• Extracted records:
****
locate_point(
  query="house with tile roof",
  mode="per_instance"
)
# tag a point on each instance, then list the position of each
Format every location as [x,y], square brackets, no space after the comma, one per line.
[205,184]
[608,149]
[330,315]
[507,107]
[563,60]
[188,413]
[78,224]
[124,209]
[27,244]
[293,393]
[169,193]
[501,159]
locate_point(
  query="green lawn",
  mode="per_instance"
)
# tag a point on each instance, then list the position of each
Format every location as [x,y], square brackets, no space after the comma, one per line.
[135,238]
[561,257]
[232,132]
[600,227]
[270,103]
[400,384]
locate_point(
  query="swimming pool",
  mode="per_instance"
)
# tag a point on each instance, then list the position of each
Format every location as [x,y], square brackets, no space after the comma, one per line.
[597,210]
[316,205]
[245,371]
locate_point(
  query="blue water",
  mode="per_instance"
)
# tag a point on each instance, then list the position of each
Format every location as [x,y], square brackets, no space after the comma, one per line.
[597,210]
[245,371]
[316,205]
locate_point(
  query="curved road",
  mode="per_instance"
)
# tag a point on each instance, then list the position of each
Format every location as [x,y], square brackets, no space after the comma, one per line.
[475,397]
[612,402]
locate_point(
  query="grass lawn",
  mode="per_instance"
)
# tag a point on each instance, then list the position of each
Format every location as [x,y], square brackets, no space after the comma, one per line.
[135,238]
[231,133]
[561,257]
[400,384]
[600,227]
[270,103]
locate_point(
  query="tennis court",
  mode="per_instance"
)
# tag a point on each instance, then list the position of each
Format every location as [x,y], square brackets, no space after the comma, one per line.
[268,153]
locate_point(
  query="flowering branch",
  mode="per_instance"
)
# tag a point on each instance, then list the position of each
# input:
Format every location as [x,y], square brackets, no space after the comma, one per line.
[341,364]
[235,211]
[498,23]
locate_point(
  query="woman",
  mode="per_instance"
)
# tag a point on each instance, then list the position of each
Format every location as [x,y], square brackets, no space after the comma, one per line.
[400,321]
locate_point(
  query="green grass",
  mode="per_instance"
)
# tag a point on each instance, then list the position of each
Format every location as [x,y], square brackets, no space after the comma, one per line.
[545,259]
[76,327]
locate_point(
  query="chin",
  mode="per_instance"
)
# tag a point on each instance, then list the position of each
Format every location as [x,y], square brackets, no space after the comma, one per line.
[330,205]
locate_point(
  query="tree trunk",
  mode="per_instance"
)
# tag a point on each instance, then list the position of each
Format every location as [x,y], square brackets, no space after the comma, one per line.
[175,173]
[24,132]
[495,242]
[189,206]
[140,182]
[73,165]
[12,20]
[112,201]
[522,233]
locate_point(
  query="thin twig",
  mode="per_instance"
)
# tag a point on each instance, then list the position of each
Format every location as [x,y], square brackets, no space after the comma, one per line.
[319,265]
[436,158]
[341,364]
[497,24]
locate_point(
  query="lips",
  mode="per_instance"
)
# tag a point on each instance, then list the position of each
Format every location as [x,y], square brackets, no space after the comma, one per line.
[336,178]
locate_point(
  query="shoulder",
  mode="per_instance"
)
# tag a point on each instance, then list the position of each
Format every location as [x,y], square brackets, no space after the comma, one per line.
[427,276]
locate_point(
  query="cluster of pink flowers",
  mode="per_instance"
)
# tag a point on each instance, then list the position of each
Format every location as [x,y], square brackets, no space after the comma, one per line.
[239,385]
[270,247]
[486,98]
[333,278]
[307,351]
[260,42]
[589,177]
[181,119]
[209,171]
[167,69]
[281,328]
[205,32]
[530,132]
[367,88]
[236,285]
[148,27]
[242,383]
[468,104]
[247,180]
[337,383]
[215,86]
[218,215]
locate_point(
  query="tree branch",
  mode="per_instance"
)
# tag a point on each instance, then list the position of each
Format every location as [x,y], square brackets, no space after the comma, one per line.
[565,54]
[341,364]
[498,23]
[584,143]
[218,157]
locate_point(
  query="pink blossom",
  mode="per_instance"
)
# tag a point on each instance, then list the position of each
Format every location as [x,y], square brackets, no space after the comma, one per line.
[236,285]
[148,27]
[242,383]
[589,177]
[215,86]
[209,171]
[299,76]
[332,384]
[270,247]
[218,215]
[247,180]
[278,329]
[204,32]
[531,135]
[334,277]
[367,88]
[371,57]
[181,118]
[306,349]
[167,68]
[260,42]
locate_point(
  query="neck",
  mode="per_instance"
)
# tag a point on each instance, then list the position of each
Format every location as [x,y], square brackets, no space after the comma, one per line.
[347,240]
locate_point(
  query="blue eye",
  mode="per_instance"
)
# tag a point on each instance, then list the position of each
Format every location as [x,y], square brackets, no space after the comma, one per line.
****
• Exercise objective: Write out all of the records above exactly as they appear.

• Output of the task:
locate_point(
  query="house with tile roof",
  mode="per_instance"
)
# tag a point on each instance, then list the position of each
Format every location as [x,y], square brackets, no space after the comma, one per line.
[205,184]
[608,149]
[330,315]
[507,107]
[563,60]
[188,413]
[78,224]
[124,209]
[27,244]
[293,393]
[169,193]
[501,159]
locate_point(
  query="green lawn",
  mode="per_instance"
)
# tag a point on each instance, then list the position of each
Format every location as [x,y], square brackets, no space after the comma, one per line.
[135,238]
[561,257]
[232,132]
[600,227]
[270,103]
[400,384]
locate_point(
  query="swimming pool",
  mode="per_instance"
)
# tag a point on each instance, then list the position of each
Format every location as [x,y], square brackets, no space after the comma, one per line.
[597,210]
[316,205]
[245,371]
locate_point(
  query="blue water",
  mode="per_instance"
)
# tag a point on each instance, then list the position of each
Format every location as [x,y], square brackets, no space after the comma, one per line.
[597,210]
[245,371]
[316,205]
locate_point(
  query="curved road",
  mode="per_instance"
)
# tag a point on each instance, then list the position of each
Format every location as [x,y], square brackets, no space after the comma, one per line.
[475,397]
[612,402]
locate_point(
  query="grass lawn",
  mode="per_instance"
)
# tag a point on each instance, then list the position of each
Format every location as [x,y], square brackets, no space after the comma, one per line.
[135,238]
[231,133]
[561,257]
[400,384]
[600,227]
[270,103]
locate_point(
  query="tennis court",
  mode="per_instance"
)
# tag a point on each instance, then list the position of each
Format every location as [x,y], square brackets, no space after the comma, one per line.
[268,153]
locate_point(
  query="flowering branch",
  mode="per_instance"
)
# tag a point on each instance, then list the position of each
# input:
Format every location as [x,y], square brackets, no space after the comma, one per line.
[341,364]
[235,211]
[498,23]
locate_point(
  query="woman",
  mode="per_instance"
)
# tag a point on each instance, then list the position of each
Format every location as [x,y], square brackets, no space after the comma, one per line.
[400,321]
locate_point(
  query="green grass",
  mode="per_instance"
)
# tag a point on each instance, then list the position of each
Format every location as [x,y], square brackets, no space after the comma, one per line.
[545,259]
[76,327]
locate_point(
  query="chin",
  mode="per_instance"
)
# tag a point on each instance, then list the position of each
Format every location as [x,y], square brackets, no space after the comma, one per line.
[330,205]
locate_point(
  query="tree trunk",
  mode="per_instance"
)
# tag a point on each instance, then list the position of each
Format every location as [x,y], square brackets, no space after the comma, one per line.
[175,173]
[24,132]
[495,242]
[189,206]
[140,182]
[73,165]
[12,20]
[112,201]
[522,233]
locate_point(
  query="thin twig",
  mode="per_instance"
)
# tag a point on each instance, then list the position of each
Format every location as [x,y], square brackets, no space after the comma, one per line.
[319,265]
[436,158]
[341,364]
[497,24]
locate_point(
  query="lips",
  mode="per_instance"
)
# tag a point on each instance, then list the position of each
Format every location as [x,y], square brackets, no space after the comma, one per line.
[336,178]
locate_point(
  query="shoulder",
  mode="per_instance"
)
# tag a point on each instance, then list the position of each
Format every location as [x,y], square brackets, no space after the comma, one per line.
[427,276]
locate_point(
  query="cluster of pink flowers",
  mode="per_instance"
)
# tag a point on each instance, then list the position of each
Format every location as [x,y], square brackets, no space after the comma, one per line.
[239,385]
[270,247]
[486,98]
[333,278]
[307,351]
[260,42]
[589,177]
[181,119]
[209,171]
[167,69]
[281,328]
[205,32]
[530,132]
[367,88]
[236,285]
[148,27]
[242,383]
[468,104]
[247,180]
[337,383]
[215,86]
[218,215]
locate_point(
  query="tree branch",
  mode="per_instance"
)
# tag a point on each instance, then list the position of each
Format every location as [x,y], square brackets, no space after the comma, one per line.
[565,54]
[341,364]
[498,23]
[584,143]
[218,157]
locate_point(
  query="pink blossom",
  mode="per_instance"
)
# tag a point on each instance, then list the position of each
Format every location as [x,y], square brackets, no space after the comma, one per line.
[236,285]
[148,27]
[242,383]
[589,177]
[215,86]
[209,171]
[299,76]
[332,384]
[270,247]
[218,215]
[247,180]
[278,329]
[204,32]
[531,135]
[334,277]
[367,88]
[371,57]
[181,118]
[306,349]
[167,68]
[260,42]
locate_point(
  query="neck",
  mode="per_instance"
)
# tag a point on each instance, then list the position of each
Format every location as [x,y], square brackets, no space after the comma, one per line.
[347,240]
locate_point(
  query="blue eye",
  mode="per_instance"
)
# tag a point on each instance, then list the position of each
Format every location as [x,y], square brackets, no space after the comma, one per line.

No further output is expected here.